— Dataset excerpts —
· · · ·

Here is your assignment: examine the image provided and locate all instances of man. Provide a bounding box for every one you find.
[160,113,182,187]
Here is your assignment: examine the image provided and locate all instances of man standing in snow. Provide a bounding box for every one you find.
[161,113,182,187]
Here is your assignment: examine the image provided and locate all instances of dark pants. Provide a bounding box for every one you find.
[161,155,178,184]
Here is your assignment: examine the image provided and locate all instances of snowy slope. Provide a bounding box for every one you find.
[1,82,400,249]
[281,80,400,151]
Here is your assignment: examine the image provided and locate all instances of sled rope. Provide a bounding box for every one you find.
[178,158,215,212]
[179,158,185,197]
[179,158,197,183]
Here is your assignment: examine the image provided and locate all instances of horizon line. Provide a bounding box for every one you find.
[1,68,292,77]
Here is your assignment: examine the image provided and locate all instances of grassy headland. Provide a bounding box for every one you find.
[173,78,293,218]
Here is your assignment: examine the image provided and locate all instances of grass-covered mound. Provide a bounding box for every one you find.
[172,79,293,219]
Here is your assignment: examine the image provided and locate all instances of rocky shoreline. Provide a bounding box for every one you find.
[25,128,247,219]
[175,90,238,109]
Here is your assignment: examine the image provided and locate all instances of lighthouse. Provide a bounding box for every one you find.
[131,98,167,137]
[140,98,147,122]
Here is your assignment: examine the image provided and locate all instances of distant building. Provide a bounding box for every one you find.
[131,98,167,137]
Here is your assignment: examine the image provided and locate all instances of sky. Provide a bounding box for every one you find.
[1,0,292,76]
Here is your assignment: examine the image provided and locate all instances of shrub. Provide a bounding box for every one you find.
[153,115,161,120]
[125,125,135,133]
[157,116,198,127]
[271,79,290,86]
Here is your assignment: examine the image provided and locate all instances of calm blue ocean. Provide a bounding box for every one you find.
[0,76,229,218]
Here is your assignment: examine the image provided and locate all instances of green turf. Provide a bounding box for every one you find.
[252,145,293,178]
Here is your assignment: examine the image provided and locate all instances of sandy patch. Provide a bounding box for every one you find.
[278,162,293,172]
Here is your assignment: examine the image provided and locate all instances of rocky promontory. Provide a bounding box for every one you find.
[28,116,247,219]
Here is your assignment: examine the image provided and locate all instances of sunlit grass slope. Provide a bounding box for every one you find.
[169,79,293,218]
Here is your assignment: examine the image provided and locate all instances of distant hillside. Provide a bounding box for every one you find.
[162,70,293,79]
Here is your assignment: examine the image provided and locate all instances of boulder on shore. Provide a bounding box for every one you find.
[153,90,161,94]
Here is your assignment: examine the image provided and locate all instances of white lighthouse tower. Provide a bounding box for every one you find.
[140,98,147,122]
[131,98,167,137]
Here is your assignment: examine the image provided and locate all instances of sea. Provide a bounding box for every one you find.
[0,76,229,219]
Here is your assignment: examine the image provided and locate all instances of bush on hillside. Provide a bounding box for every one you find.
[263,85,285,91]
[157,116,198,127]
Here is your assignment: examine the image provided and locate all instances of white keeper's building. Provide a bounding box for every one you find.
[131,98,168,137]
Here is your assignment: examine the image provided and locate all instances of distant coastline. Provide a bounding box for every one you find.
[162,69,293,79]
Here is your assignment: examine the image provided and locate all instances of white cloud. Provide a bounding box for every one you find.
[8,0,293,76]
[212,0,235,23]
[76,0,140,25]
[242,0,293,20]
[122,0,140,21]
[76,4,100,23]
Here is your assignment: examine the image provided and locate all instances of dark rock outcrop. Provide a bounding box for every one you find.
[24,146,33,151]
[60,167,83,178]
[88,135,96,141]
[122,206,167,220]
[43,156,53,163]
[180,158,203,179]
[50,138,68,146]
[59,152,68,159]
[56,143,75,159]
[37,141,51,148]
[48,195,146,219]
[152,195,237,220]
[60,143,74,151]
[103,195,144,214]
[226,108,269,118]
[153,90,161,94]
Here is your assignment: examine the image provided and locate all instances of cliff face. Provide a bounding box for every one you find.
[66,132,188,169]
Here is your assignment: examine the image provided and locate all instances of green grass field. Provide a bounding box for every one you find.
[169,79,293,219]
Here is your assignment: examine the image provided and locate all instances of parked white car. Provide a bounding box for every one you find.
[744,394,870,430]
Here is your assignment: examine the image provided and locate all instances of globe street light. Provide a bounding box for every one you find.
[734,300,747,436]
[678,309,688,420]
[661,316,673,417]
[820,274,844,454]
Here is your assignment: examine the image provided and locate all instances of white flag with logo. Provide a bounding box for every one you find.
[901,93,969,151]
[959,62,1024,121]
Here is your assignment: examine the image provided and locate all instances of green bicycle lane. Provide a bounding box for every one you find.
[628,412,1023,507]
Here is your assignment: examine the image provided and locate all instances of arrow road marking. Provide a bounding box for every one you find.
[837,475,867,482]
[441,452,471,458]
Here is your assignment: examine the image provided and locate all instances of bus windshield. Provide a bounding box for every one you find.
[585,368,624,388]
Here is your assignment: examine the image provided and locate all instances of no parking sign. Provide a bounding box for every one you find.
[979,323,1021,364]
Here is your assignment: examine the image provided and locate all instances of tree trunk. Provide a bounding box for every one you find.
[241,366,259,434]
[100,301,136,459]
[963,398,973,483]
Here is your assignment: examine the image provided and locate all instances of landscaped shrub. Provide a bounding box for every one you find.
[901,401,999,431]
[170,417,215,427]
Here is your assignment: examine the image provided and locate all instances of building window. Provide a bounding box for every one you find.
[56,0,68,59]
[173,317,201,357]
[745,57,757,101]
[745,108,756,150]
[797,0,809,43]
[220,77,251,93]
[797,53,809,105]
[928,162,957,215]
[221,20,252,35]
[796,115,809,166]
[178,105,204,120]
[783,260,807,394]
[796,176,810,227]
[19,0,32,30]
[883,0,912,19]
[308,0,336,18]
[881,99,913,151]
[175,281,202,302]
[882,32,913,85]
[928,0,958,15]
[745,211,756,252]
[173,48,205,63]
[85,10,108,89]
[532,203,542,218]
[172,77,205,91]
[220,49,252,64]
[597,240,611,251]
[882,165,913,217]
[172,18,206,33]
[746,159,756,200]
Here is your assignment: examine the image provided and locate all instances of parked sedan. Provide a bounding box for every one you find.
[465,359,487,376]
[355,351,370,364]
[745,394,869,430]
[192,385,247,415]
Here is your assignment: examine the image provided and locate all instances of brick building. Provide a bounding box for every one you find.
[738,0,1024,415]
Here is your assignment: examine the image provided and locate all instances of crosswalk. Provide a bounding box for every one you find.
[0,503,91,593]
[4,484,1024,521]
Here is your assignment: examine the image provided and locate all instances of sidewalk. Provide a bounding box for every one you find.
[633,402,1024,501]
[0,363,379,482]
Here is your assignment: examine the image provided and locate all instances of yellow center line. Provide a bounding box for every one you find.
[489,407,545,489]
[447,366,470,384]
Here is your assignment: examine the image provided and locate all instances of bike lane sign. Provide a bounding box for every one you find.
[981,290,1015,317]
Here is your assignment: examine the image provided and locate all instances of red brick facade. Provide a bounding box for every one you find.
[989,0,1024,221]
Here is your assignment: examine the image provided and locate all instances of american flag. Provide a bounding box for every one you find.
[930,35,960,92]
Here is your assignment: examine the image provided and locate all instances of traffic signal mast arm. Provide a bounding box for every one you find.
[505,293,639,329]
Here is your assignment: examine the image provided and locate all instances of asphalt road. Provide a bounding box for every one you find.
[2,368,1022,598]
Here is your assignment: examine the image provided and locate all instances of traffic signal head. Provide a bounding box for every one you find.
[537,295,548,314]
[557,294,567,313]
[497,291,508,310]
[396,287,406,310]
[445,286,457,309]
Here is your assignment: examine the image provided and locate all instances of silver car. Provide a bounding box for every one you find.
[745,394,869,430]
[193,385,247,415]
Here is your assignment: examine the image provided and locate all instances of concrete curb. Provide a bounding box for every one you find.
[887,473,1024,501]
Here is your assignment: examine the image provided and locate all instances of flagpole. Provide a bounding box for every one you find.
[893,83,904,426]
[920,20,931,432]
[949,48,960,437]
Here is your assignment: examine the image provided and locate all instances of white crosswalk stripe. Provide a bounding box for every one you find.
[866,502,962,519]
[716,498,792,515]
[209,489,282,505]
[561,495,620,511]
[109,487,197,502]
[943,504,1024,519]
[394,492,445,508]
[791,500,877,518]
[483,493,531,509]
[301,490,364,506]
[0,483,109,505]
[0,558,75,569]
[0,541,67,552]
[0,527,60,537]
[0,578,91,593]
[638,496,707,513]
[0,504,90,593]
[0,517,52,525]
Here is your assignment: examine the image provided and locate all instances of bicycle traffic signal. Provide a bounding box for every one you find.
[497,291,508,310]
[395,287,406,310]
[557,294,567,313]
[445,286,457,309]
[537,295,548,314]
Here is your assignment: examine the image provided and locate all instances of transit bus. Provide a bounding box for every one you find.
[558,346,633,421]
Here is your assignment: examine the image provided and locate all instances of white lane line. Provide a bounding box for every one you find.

· · · ·

— Your goal —
Output nothing but the lines from the one with "traffic signal head." through the last line above, each exactly as it stands.

— Response to this exercise —
Here is your assignment: examine the image provided and locate all instances of traffic signal head. Provide a bounding box for every one you find.
[537,295,548,314]
[557,294,567,313]
[497,291,508,310]
[396,287,406,310]
[445,286,457,309]
Here is your assignment: examine the image provided and locate all instances of silver car. Provide a bounding box for every one you find.
[745,394,869,430]
[193,385,247,415]
Here is your assignment: examine the image provided and locate all instances of concrete curb. Provide a bounding box for every one you find.
[887,473,1024,501]
Here is your assignment: examine the image provided and locate all instances of flagpole. Provide a bounding box for every one you find.
[893,83,904,426]
[920,20,931,432]
[949,48,960,437]
Here is your assignment: examine the image provided and locate all instances of white crosswalk stripe. Provide a bounding box for every one you find.
[866,502,962,519]
[716,498,792,515]
[209,489,282,505]
[561,495,620,511]
[109,487,197,502]
[943,504,1024,519]
[394,492,445,508]
[791,500,877,518]
[483,493,531,509]
[301,490,364,506]
[0,483,109,505]
[0,558,75,569]
[0,541,67,552]
[0,527,60,537]
[0,578,91,593]
[638,496,707,513]
[0,504,90,593]
[0,517,52,525]
Here is your assignment: examine the image provided and locate all instances of bicycle traffic signal. Provide a bounding box for every one you find.
[497,291,508,310]
[395,287,406,310]
[557,294,567,313]
[445,286,457,309]
[537,295,548,314]
Here is your assignment: examine the image provided and locate all instances of transit bus. Provide a bounding box for every one you find.
[558,346,633,421]
Here is your assignment: examine the image provided and locate all instances of white lane line. Provide a bounding box for every one you find.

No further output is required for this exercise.